### Exercise prompt
Reproduce all of the data below without alteration; exclude every picture.

### Provided information
****************
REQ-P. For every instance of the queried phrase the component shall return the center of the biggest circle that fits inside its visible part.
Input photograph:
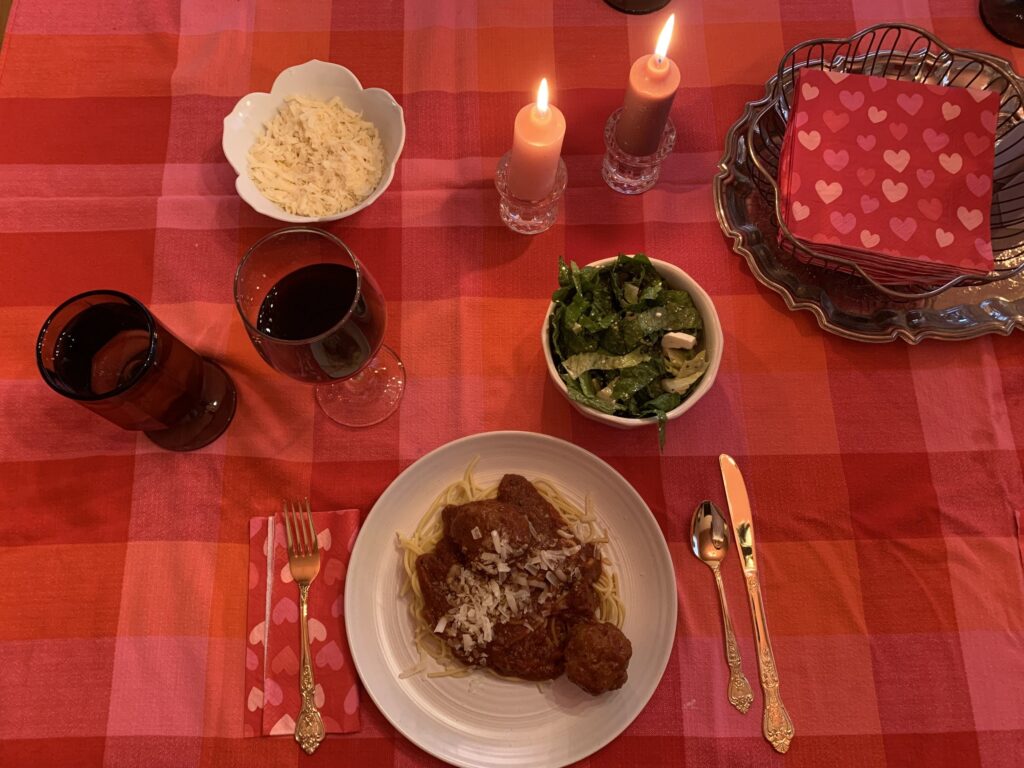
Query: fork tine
(312, 530)
(300, 534)
(288, 527)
****************
### Solved exercise
REQ-P. For every instance of the queried phrase the component shall return the center of the biggest circle that fits inside its visible part.
Input photograph:
Query: fork tine
(312, 530)
(300, 534)
(288, 527)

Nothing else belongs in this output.